**** Data

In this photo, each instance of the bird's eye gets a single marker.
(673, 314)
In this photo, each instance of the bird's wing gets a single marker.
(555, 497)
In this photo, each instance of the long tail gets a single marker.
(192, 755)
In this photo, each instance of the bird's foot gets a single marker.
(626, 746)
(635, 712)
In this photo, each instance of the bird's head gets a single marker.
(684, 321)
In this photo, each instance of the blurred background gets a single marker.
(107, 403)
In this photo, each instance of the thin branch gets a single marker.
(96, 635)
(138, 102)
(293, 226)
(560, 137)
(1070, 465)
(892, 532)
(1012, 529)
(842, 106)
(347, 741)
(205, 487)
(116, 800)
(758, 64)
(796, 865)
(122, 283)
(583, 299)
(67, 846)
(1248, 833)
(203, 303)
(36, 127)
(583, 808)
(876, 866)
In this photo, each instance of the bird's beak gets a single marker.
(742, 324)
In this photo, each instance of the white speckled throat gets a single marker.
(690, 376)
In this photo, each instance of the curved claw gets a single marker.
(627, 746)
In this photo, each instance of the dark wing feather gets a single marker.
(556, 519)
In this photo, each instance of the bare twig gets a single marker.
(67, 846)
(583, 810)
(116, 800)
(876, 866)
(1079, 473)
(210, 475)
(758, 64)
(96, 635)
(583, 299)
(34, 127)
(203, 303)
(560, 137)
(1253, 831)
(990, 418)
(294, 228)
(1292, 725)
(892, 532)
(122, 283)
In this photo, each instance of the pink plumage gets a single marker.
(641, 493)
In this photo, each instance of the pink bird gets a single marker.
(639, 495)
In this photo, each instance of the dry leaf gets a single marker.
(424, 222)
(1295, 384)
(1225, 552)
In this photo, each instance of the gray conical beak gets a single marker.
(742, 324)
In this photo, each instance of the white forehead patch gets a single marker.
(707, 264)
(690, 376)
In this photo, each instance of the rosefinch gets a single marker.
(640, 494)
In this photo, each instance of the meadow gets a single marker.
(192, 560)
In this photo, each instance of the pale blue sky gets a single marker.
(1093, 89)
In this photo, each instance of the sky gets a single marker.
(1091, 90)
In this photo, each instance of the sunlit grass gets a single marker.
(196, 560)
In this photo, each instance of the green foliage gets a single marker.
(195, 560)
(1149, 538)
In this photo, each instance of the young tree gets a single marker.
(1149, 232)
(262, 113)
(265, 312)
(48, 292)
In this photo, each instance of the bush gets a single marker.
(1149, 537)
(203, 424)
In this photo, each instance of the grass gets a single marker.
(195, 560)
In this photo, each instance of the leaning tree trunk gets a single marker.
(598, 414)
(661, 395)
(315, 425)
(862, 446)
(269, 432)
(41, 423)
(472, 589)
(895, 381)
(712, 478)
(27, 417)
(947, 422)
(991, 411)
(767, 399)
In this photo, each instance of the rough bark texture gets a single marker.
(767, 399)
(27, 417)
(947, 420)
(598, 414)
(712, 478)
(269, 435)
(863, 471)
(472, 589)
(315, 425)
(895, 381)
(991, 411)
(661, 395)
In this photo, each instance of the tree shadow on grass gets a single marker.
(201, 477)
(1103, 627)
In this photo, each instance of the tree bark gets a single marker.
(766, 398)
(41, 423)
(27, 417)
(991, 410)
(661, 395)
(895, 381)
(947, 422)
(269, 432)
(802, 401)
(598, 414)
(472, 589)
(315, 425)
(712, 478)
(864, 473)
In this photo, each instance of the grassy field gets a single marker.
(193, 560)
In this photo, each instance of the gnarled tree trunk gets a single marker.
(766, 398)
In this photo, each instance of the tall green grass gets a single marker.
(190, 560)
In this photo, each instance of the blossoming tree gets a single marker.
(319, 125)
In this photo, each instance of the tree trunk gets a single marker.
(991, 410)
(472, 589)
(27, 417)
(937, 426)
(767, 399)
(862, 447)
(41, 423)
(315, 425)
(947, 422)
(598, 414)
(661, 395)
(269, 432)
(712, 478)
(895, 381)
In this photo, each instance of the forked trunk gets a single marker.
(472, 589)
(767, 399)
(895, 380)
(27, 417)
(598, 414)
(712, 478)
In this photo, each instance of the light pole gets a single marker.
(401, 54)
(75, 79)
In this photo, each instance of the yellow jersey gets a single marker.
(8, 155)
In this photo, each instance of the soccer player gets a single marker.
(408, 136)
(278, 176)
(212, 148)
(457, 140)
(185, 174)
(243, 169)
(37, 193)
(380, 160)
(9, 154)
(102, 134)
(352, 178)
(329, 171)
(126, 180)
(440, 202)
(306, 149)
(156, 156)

********

What is expected:
Render the part of the material above that begins with the line containing "In this photo, each instance of the rough" and ends with the line containing "(1103, 627)", both included, as a Markdown table with columns Row and Entry. Put a row number and one line in each row, and omit blank lines.

Result of the task:
| Row | Entry |
|---|---|
| 1 | In this photo, each instance of the rough bark texture gets a single marker. |
| 2 | (767, 399) |
| 3 | (27, 417) |
| 4 | (947, 420) |
| 5 | (598, 414) |
| 6 | (712, 478) |
| 7 | (269, 435) |
| 8 | (863, 471) |
| 9 | (472, 589) |
| 10 | (315, 425) |
| 11 | (895, 381) |
| 12 | (991, 411) |
| 13 | (661, 395) |
| 14 | In this photo, each instance of the tree shadow on grass gets a single marker. |
| 15 | (201, 477) |
| 16 | (1103, 627) |